Will There Be A New Bittorrent?

from the time-to-get-working-on-it dept

At the end of October one of the admins of the world's largest Bittorrent site sat down for an interview and predicted the protocol's demise. Citing Bittorrent, Inc.'s corporate ties and some technical limitations, brokep announced that The Pirate Bay was working on a new protocol to succeed Bram Cohen's Bittorrent. The idea's been percolating throughout the filesharing scene since then: a small survey of top site admins conducted by TorrentFreak found opinion divided over whether Bittorrent will be replaced. It’s true that the protocol’s been asked to do things that its creator didn’t envision. Clients now use encryption to get around ISP traffic shaping and sometimes pad files to improve interoperability with other networks. DHT functionality, which removes the need for a central tracker, was implemented in a chaotic, piecemeal fashion. Private trackers have to monkey around with torrents’ announce URLs in order to monitor individual users’ activity. Torrent files lack metadata. Traversing firewalls remains an issue. And various researchers have created custom clients that prove the protocol can be subverted by selfish users. There are tacked-on, vulnerable and subpar aspects to the way Bittorrent works — plenty of room for improvement, in other words.
════════════════════
» **What this task involves**
Continue the article on whether Bittorrent will be replaced, beginning immediately after its final sentence.

Point annotations for images
════════════════════
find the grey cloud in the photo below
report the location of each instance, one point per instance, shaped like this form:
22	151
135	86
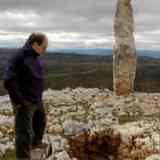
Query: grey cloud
85	17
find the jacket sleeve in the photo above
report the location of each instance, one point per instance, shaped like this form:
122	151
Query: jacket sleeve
11	84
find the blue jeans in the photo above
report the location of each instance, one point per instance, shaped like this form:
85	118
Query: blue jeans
30	124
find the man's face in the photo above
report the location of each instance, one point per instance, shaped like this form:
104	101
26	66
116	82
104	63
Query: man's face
40	49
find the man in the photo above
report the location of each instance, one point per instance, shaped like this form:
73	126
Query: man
23	78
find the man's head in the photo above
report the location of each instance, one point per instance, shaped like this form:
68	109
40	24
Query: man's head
39	42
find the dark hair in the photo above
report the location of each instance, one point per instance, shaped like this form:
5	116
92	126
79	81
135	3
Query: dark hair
36	37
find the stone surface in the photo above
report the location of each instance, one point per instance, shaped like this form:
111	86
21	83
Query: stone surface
94	118
124	53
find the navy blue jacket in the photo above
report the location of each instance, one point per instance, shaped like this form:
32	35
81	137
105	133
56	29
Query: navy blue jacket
23	76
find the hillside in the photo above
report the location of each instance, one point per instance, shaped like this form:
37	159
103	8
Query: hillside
75	70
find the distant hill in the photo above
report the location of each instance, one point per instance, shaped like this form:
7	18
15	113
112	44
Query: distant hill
89	51
90	70
104	52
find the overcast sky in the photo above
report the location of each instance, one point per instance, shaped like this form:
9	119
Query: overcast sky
75	23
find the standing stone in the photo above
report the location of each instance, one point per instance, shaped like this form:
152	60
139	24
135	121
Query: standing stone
124	53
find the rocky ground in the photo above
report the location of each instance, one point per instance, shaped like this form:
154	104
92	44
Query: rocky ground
94	124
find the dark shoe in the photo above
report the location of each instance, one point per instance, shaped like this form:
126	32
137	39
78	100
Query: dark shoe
40	145
44	147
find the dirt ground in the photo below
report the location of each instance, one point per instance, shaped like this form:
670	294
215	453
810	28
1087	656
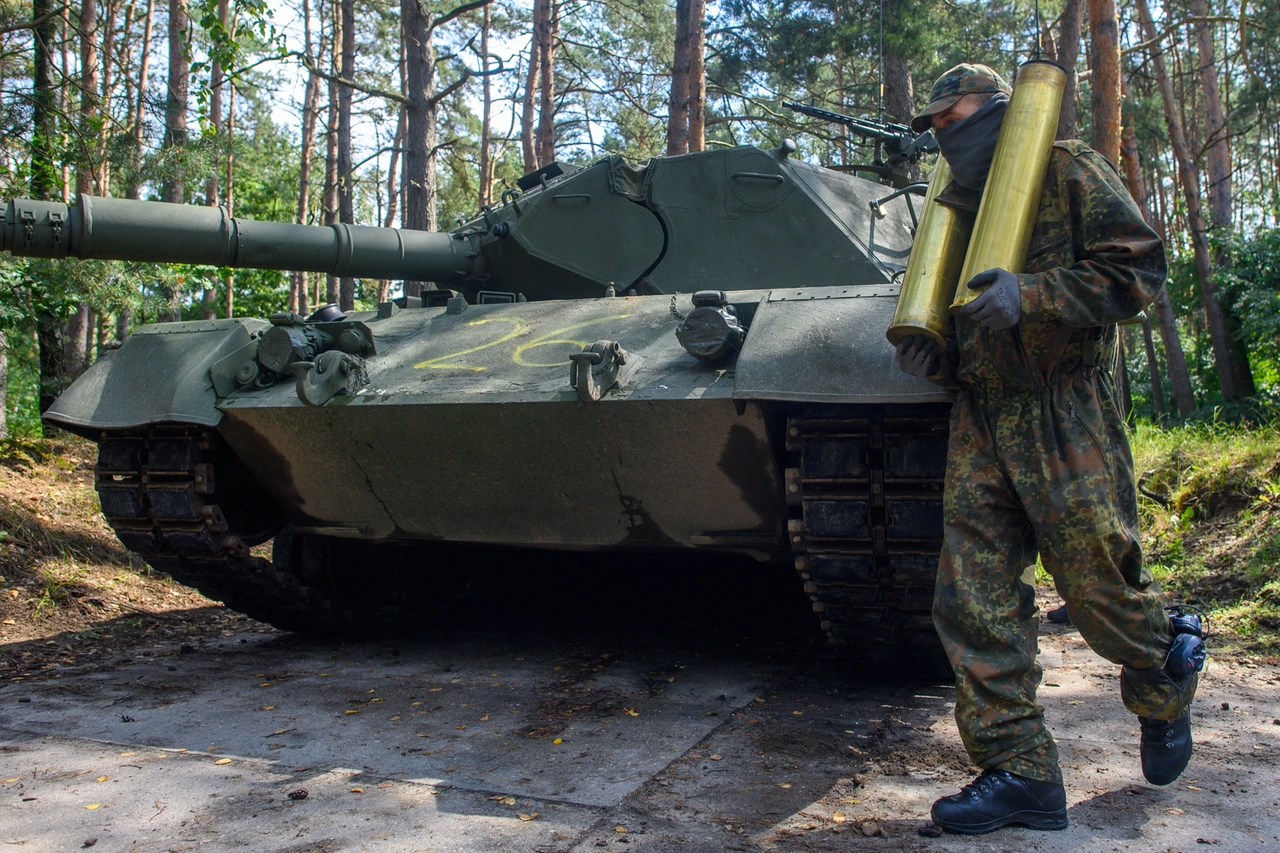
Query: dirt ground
661	708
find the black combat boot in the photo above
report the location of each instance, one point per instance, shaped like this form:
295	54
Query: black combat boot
1165	747
1166	744
1000	798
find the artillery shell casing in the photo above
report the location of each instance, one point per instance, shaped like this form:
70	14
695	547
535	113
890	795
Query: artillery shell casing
1002	229
933	268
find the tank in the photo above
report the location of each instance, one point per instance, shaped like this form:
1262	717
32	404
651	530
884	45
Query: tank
685	355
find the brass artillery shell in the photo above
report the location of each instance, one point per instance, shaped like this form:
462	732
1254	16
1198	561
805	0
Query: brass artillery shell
933	268
1002	231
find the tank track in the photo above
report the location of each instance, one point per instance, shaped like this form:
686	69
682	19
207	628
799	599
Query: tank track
158	491
865	492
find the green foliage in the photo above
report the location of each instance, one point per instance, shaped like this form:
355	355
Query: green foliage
1251	288
1212	538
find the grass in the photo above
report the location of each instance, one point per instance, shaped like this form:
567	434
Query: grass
1211	523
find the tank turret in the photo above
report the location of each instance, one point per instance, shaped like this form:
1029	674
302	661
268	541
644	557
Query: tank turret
721	220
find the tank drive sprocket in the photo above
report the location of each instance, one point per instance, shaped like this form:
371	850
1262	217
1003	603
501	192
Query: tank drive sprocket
182	501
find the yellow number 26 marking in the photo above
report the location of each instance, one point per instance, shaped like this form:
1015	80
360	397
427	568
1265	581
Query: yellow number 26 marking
519	327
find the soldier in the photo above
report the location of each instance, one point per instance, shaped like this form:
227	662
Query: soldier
1040	463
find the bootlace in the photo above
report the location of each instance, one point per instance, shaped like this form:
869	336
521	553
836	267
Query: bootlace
982	785
1157	731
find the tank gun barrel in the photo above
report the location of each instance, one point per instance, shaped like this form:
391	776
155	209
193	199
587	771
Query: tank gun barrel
168	233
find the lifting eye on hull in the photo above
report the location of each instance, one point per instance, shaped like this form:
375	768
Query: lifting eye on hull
712	329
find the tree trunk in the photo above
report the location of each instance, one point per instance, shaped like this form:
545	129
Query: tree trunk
330	176
1157	391
1174	356
4	384
229	282
1105	83
696	74
208	302
531	86
1214	315
44	179
176	103
485	191
677	112
547	86
73	342
346	177
103	165
1069	56
44	173
86	176
1219	160
310	110
392	190
49	340
135	188
419	124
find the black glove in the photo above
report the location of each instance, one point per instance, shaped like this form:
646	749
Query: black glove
917	355
1001	306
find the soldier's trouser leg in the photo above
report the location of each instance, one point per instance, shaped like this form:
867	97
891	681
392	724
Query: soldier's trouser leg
1082	500
1050	460
983	611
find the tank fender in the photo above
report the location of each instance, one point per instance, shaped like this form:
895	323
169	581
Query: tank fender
160	374
827	345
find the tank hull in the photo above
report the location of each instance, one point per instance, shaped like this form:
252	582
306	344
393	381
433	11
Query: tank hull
383	454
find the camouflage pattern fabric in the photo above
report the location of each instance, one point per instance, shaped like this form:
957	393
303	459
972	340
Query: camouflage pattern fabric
955	83
1040	464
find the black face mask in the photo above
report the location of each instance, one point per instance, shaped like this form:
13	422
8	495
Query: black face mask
970	144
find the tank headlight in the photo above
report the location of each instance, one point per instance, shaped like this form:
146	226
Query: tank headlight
712	329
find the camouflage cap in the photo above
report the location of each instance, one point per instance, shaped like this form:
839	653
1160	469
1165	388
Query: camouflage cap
960	81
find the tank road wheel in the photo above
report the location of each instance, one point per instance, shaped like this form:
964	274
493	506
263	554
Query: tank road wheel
865	491
187	505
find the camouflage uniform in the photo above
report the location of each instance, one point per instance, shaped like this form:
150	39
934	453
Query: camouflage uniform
1040	463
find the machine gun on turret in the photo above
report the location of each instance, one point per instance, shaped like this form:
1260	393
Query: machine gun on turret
896	146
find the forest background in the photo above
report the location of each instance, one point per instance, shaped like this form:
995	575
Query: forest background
416	113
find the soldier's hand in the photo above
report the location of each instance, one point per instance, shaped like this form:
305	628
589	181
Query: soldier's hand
917	355
1001	306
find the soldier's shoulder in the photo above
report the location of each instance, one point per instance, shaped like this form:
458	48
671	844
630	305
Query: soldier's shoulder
1073	147
1078	154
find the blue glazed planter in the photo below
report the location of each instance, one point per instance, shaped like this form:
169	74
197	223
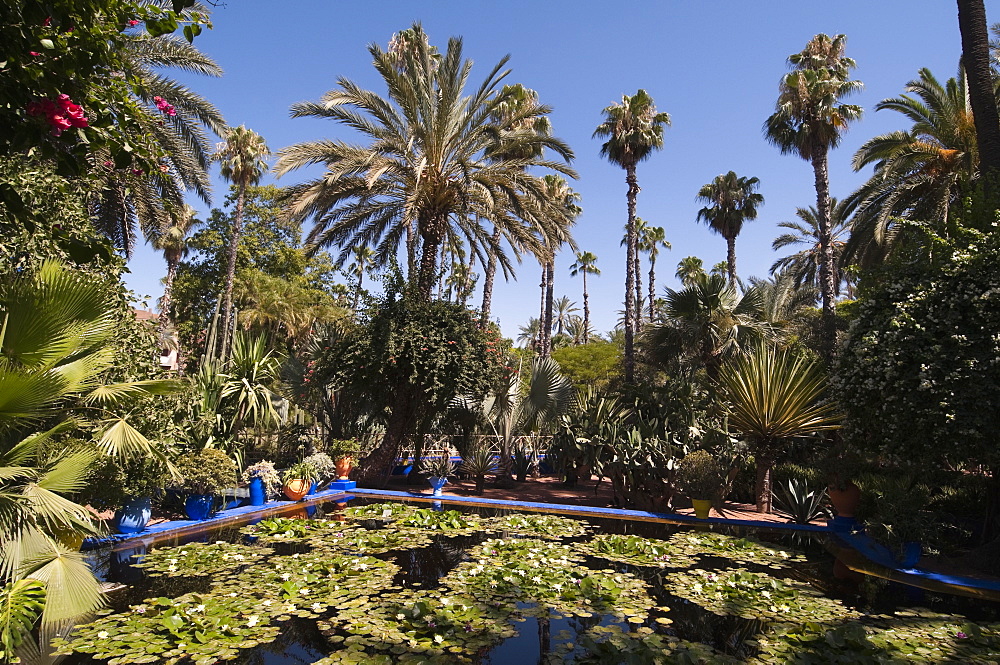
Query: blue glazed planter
133	516
198	506
437	482
258	497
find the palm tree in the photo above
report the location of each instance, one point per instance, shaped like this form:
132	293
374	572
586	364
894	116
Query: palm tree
362	259
173	242
803	266
564	202
919	173
809	120
705	324
586	262
55	341
563	307
652	238
774	396
634	129
433	162
177	119
731	201
982	87
689	270
517	113
242	157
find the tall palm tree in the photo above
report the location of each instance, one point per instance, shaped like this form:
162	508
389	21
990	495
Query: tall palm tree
563	201
173	242
774	396
731	201
564	308
586	262
919	172
982	87
705	324
362	260
242	156
432	162
803	266
651	240
633	129
131	203
517	113
689	269
809	120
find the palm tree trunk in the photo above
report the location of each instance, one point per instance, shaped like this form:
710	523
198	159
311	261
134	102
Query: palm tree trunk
652	283
630	276
234	241
731	259
491	271
827	266
549	285
763	483
976	59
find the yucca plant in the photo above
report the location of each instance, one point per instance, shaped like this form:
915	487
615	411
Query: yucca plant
802	503
774	396
55	330
477	462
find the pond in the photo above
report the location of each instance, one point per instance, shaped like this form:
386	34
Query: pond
412	583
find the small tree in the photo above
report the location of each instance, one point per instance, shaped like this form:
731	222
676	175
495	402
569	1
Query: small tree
774	396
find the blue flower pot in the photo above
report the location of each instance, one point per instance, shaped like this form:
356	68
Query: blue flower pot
437	482
258	496
198	506
133	516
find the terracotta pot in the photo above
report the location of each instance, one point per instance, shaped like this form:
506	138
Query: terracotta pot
845	501
344	466
702	507
296	489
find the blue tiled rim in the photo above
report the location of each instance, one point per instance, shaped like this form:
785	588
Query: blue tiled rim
857	551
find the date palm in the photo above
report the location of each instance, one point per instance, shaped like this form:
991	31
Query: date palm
689	270
242	156
919	172
808	121
803	266
633	129
651	240
773	396
586	263
432	162
129	204
173	242
732	200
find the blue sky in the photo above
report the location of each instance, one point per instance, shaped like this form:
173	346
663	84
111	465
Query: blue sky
714	66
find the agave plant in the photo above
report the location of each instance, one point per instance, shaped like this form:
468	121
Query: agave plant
802	503
477	462
774	396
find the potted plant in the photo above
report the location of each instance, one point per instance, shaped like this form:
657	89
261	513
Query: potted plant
127	486
205	473
345	454
298	479
325	468
437	469
264	481
699	476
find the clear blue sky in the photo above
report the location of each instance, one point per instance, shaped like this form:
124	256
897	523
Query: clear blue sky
714	66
════════════════════
» **Result**
But assuming a technically superior standard is produced, will it be adopted? It's easy to find examples for and against: the Ogg Vorbis audio codec offers better sound quality than MP3, no licensing entanglements, and several awfully-cool features (like the ability to reduce a file's size without reencoding it). But Ogg has never really caught on. Some users employ the also-technically-superior WMA and AAC formats, but only to the extent that Microsoft and Apple force them. For most users, MP3 seems to be good enough. On the other hand, online video has adopted new codecs almost as soon as they become available, moving from VCD to SVCD to MPEG to DivX to Xvid and beyond. The situation's so complex that utilities exist for the sole purpose of untangling a given AVI's miasma of codecs.

What makes these cases differ? It all comes down to timing: consumers will switch technical standards so long as doing so carries few costs (i.e. only requires that more free software be downloaded). Ogg Vorbis hadn't attracted enough attention by the time portable MP3 players arrived. Once the supply chain for MP3 decoding chips was established and a generation of compatible players purchased, the game was pretty well decided. By comparison, only a handful of exotic DVD players bother to support the video formats commonly found on P2P networks. Most portable digital video players still count on users recompressing their files to save space and conserve CPU cycles. Once there's an established infrastructure — of either hardware, accumulated code or simple corporate momentum — consumers may stick with suboptimal technical standards. But prior to that point, users will stay close to the cutting edge.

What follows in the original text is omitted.